--- start Raw records ---
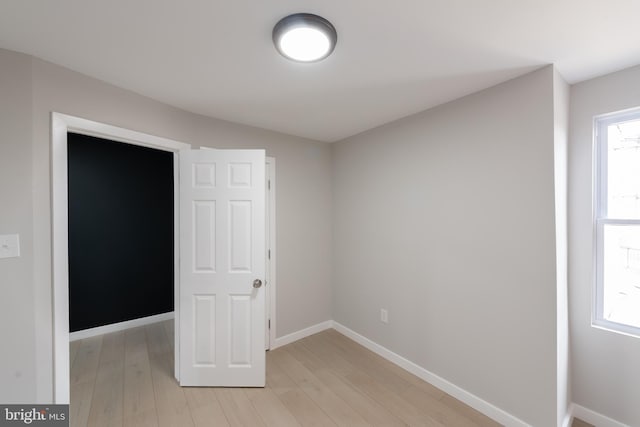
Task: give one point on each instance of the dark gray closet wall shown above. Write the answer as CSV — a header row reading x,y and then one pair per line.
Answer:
--- end Raw records ---
--- start Raw records ---
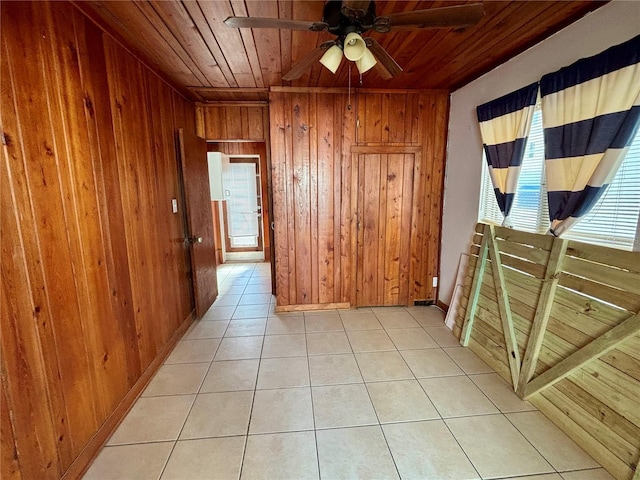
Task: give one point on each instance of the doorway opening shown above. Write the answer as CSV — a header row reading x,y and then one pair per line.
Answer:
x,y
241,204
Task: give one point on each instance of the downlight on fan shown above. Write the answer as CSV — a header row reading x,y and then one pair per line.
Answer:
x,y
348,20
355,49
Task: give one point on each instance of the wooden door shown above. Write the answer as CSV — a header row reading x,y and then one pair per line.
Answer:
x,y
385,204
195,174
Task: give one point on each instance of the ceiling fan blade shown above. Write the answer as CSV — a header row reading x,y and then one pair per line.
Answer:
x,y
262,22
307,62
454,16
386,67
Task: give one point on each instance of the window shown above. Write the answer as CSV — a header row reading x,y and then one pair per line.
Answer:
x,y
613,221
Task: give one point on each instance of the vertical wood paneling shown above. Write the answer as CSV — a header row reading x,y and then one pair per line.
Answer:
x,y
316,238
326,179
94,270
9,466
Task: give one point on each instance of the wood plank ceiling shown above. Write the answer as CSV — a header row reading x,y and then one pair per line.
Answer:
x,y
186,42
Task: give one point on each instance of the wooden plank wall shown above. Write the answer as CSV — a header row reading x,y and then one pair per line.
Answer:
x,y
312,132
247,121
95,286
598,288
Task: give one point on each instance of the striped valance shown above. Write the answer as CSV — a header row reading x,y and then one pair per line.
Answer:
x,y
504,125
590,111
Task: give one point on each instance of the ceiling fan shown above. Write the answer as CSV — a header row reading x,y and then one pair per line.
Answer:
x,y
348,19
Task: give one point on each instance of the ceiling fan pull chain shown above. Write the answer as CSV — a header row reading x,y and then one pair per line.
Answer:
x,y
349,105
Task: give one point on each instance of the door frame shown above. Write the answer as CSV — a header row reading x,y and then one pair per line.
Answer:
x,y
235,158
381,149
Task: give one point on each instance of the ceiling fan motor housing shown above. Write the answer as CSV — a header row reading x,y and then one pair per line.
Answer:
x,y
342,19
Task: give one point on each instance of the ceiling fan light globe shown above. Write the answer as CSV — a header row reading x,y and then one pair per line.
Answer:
--- end Raw records ---
» The task: Gather every line in the records that contains the word "pull", and copy each one.

» The response:
Task: give one point on each instance of the ceiling fan pull chain shown above. Write the answer as CSV — a header row reading x,y and then one pair per line.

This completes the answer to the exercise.